- Activity list:
1. Answer each question from the cloud security passage, one per line:
(a) What security mechanisms does Cloud Service Network Security (CSNS) leverage?
(b) Kubernetes Security Posture Management (KSPM) is a specialized subset of what?
(c) Which version control systems are named as examples?
2. From the cloud security passage, reproduce the text beginning with the words "Kubernetes Security Posture Management (KSPM) is" and ending after "scanning for vulnerabilities.".

- Document passage:
··········

Cloud Service Network Security (CSNS)
Cloud Service Network Security (CSNS) provides advanced protection for user traffic to and from cloud-based applications. It leverages security mechanisms such as application firewalls, intrusion detection systems, deep packet inspection, and virtual private networks (VPNs) to protect your apps from external threats.
Kubernetes Security Posture Management (KSPM)
Kubernetes Security Posture Management (KSPM) is a specialized subset of CSPM. It focuses exclusively on Kubernetes clusters, the popular container orchestration platform. It helps ensure that your cluster configuration adheres to industry best practices and supports compliance requirements.
Most CNAPPs provide integrations with leading DevOps tools, including CI/CD pipelines, version control systems like GitLab and GitHub, orchestration platforms like Kubernetes, and public cloud providers. This allows developers to build security into their software development life cycle. The following are the most popular integrations in CNAPPs:
- Source code security: Automated source code analysis with static and dynamic scanning for vulnerabilities.

··········

- Exercise data:
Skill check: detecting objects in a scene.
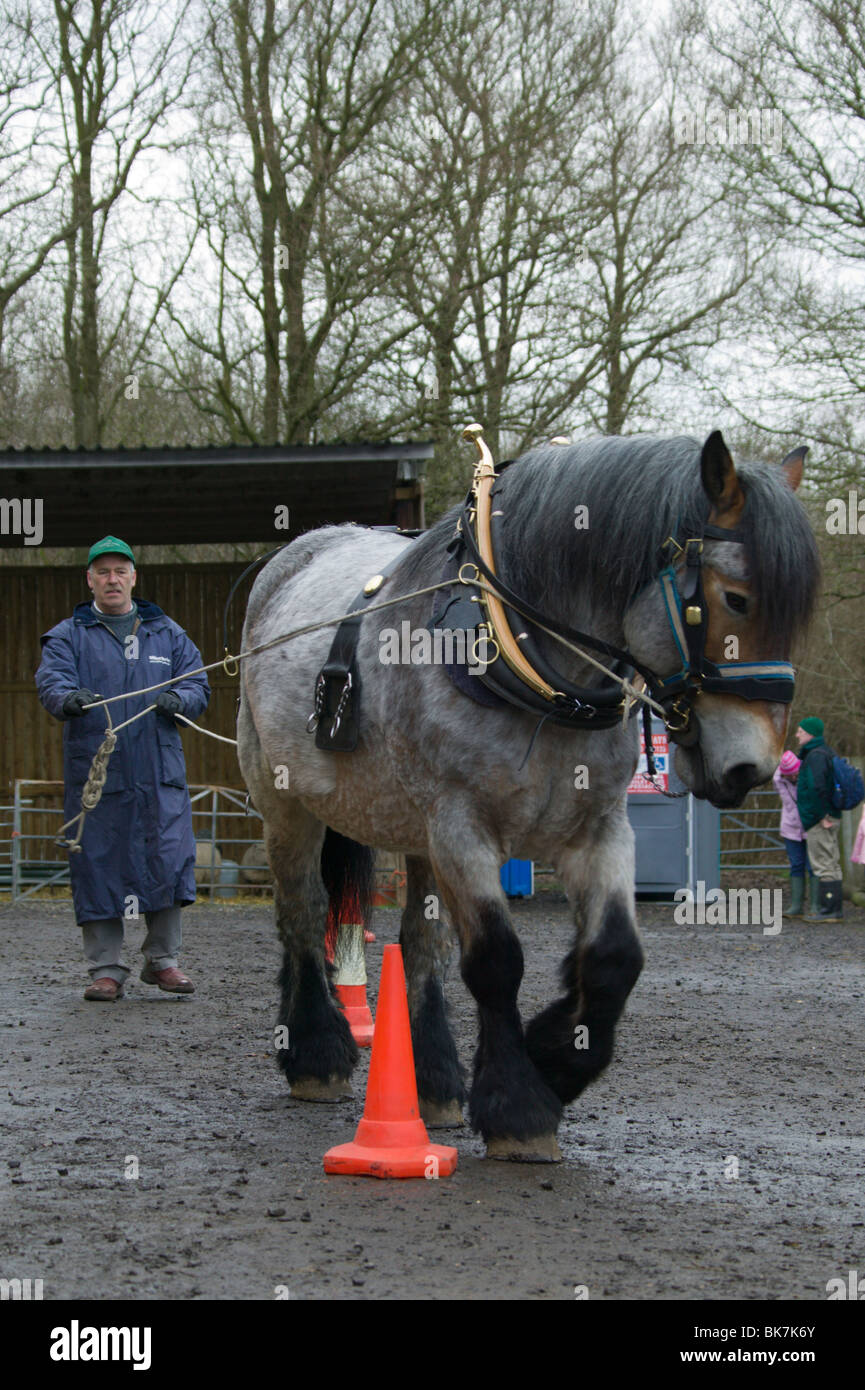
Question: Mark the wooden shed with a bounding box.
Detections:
[0,442,433,845]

··········

- Numbered responses:
1.
(a) Application firewalls, intrusion detection systems, deep packet inspection, and virtual private networks (VPNs).
(b) CSPM.
(c) GitLab and GitHub.

2.
Kubernetes Security Posture Management (KSPM) is a specialized subset of CSPM. It focuses exclusively on Kubernetes clusters, the popular container orchestration platform. It helps ensure that your cluster configuration adheres to industry best practices and supports compliance requirements.
Most CNAPPs provide integrations with leading DevOps tools, including CI/CD pipelines, version control systems like GitLab and GitHub, orchestration platforms like Kubernetes, and public cloud providers. This allows developers to build security into their software development life cycle. The following are the most popular integrations in CNAPPs:
- Source code security: Automated source code analysis with static and dynamic scanning for vulnerabilities.